====== Texto de leitura

Como apoio logístico às forças terrestres, este contingente contou com a participação da Lancha de Fiscalização Grande [LFG] «Orion», sob o comando do 1Ten Rui Vasco de Vasconcelos e Sá Vaz (comissão: 24Out64/03Dez66), e o oficial Imediato da Reserva Naval; 2Ten RN Virgílio Cabrita da Silva, 6.º CEORN (comissão: 24Out64/02Jun66).



Foto 2 – A LFG «Orion» no Rio Cacheu. Esta Lancha de Fiscalização deixou Lisboa em 01Dez64 com destino a Bissau onde chegou a 13 do mesmo mês, depois de ter escalado os portos do Funchal, S. Vicente de Cabo Verde e Praia. Até ao final do ano de 1964 esteve em patrulha e fiscalização no Rio Cacheu. Fonte:  blogue Reserna Naval, do nosso camarada Manuel Lema Santos, com a devida vénia

Durante o desenrolar da «Operação Panóplia», aconteceu um acidente "grave" no Rio Cacheu, que teve como consequência a morte, por afogamento, de oito militares do Pel Mort 980. Como instrumento de avaliação daquela ocorrência, o Cmdt desta força, Alf Inf. José Pedro Cruz elaborou um «Relatório", que abaixo se reproduz, e cujo original faz parte da História do Batalhão de Cavalaria 490, pp 66-67.

============

Transcreva, do texto sobre a LFG «Orion», o trecho que começa em "Foto 2 – A LFG" e vai até "490, pp 66-67.". Baseie-se apenas no texto.

====== Dados armazenados

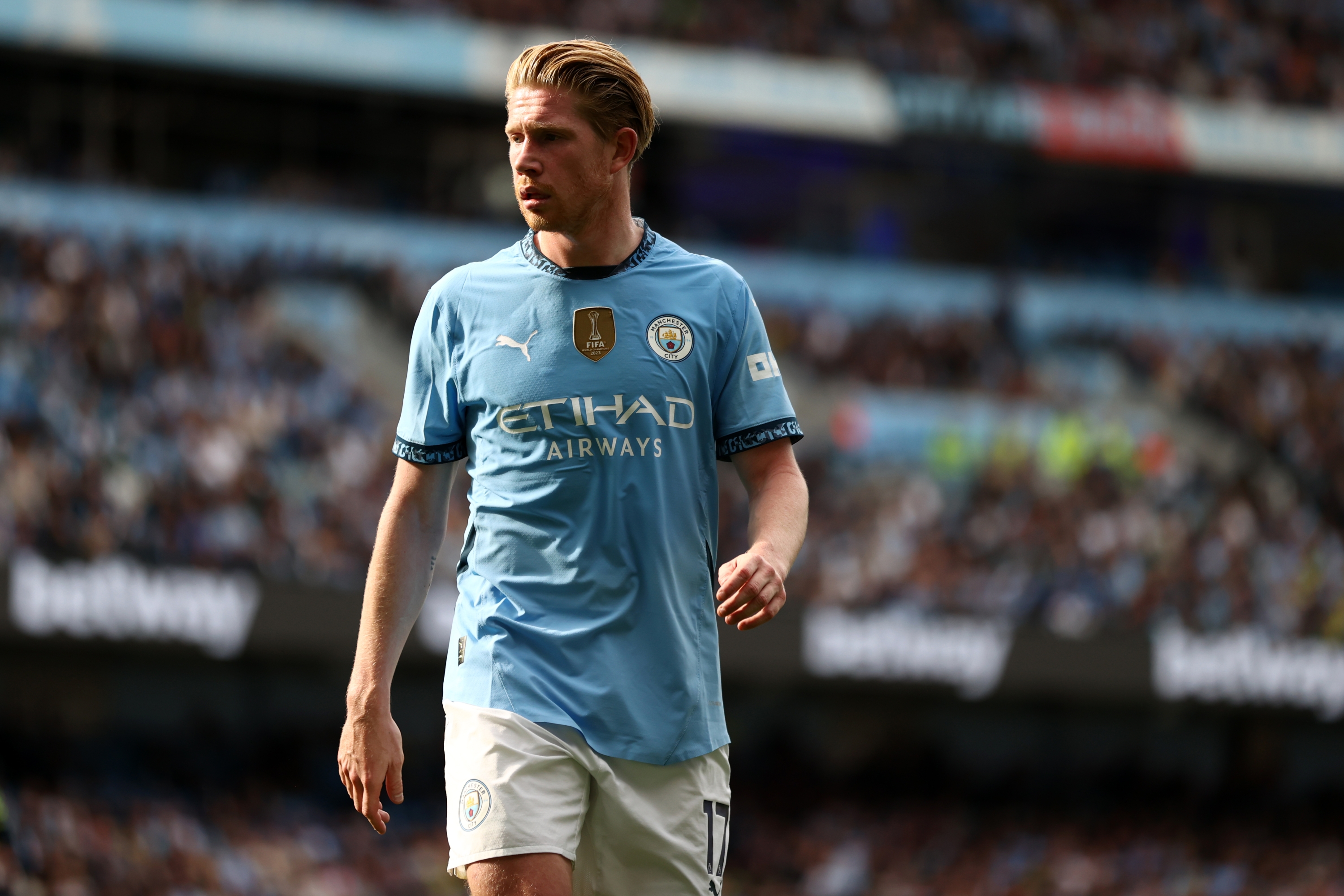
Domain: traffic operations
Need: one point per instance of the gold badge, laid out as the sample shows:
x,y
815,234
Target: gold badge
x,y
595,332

============

> A solução:
Foto 2 – A LFG «Orion» no Rio Cacheu. Esta Lancha de Fiscalização deixou Lisboa em 01Dez64 com destino a Bissau onde chegou a 13 do mesmo mês, depois de ter escalado os portos do Funchal, S. Vicente de Cabo Verde e Praia. Até ao final do ano de 1964 esteve em patrulha e fiscalização no Rio Cacheu. Fonte:  blogue Reserna Naval, do nosso camarada Manuel Lema Santos, com a devida vénia

Durante o desenrolar da «Operação Panóplia», aconteceu um acidente "grave" no Rio Cacheu, que teve como consequência a morte, por afogamento, de oito militares do Pel Mort 980. Como instrumento de avaliação daquela ocorrência, o Cmdt desta força, Alf Inf. José Pedro Cruz elaborou um «Relatório", que abaixo se reproduz, e cujo original faz parte da História do Batalhão de Cavalaria 490, pp 66-67.